* START Source material *

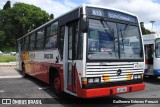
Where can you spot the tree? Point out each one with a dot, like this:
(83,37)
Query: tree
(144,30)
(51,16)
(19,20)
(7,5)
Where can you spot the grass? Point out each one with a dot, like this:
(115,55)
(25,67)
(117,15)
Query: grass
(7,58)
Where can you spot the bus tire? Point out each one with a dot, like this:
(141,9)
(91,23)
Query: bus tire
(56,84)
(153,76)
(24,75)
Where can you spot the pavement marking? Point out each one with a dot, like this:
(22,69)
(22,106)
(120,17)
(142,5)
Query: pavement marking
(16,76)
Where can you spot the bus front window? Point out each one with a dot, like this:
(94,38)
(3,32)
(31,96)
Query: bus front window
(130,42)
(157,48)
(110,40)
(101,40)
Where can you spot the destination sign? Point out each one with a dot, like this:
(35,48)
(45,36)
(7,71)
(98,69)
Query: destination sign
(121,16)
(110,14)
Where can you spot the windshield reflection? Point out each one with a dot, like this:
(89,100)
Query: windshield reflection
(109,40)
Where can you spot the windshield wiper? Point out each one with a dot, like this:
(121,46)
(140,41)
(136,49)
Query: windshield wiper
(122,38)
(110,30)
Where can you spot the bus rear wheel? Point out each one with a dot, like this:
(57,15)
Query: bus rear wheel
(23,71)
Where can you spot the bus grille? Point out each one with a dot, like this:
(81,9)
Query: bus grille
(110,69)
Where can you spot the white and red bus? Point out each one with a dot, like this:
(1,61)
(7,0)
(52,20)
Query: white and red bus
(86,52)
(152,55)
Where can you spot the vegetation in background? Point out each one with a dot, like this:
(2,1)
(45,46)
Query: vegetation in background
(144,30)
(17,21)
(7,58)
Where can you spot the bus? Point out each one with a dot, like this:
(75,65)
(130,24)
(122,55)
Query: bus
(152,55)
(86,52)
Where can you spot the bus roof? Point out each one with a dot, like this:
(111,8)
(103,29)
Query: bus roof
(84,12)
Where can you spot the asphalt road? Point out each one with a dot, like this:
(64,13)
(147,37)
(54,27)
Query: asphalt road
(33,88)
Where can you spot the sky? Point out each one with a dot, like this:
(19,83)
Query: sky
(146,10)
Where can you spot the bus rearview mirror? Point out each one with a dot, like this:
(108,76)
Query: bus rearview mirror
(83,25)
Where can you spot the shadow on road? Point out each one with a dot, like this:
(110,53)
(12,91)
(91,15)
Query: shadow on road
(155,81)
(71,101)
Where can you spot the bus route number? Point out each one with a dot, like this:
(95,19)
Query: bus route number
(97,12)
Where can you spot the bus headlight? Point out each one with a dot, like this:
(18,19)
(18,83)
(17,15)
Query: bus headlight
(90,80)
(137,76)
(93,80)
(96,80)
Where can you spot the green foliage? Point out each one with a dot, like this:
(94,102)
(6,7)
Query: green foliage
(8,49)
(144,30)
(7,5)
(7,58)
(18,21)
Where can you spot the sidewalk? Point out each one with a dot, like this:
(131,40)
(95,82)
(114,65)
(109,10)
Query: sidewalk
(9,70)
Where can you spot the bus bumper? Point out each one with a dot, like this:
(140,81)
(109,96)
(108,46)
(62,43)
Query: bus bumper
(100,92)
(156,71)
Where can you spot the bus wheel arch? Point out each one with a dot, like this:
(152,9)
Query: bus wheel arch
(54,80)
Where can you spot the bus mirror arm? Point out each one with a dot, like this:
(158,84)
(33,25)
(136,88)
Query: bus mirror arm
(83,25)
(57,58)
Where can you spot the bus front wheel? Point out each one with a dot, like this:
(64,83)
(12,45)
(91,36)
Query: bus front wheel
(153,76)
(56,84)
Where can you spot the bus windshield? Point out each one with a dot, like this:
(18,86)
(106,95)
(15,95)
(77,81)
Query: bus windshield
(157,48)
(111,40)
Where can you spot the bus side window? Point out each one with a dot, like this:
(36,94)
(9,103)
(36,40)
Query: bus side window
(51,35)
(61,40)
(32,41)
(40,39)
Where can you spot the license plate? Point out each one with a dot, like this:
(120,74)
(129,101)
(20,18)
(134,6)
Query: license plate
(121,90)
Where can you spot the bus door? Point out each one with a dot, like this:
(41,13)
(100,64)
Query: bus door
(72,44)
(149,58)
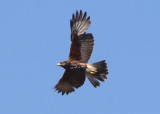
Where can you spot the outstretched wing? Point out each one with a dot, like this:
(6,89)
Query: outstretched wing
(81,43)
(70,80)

* END Source material *

» **Exercise**: Reproduce the records word for word, starting at the line containing "Where can you spot the bus bumper?" and running through the end of the records. Leave the pictures out.

» **Response for this exercise**:
Where can you spot the bus bumper? Point out each one with a dot, like this:
(140,81)
(109,96)
(108,46)
(62,43)
Query: bus bumper
(100,92)
(156,71)
Where can you spot the bus wheel arch? Point out each one with a dot, like this:
(152,9)
Query: bus wheel arch
(54,80)
Where can you spot the bus mirror arm? Point out each one with a dot, like this:
(158,84)
(33,25)
(136,88)
Query: bus mirror arm
(83,25)
(57,58)
Where can you spot the bus front wheel? Point out each one with a dot, like this:
(64,83)
(12,45)
(91,36)
Query: bus front wheel
(153,76)
(56,84)
Where can you spot the bus windshield? Point out each one with a dot, like this:
(18,86)
(106,95)
(15,95)
(77,81)
Query: bus windshield
(157,48)
(111,40)
Where can you spot the bus side window? Point out each one with a dot, like this:
(36,94)
(9,103)
(36,40)
Query: bus side window
(51,35)
(61,40)
(32,41)
(40,39)
Where can you spot the license plate? Point out each one with a dot, like this:
(120,74)
(129,101)
(20,18)
(134,6)
Query: license plate
(121,90)
Where can you spot the bus door? Point out each one with a dot, like this:
(41,13)
(100,64)
Query: bus door
(72,44)
(149,58)
Where can you spot the outstretched wing? Point out each one with a dot, like this:
(6,89)
Query: outstretched wing
(81,43)
(70,80)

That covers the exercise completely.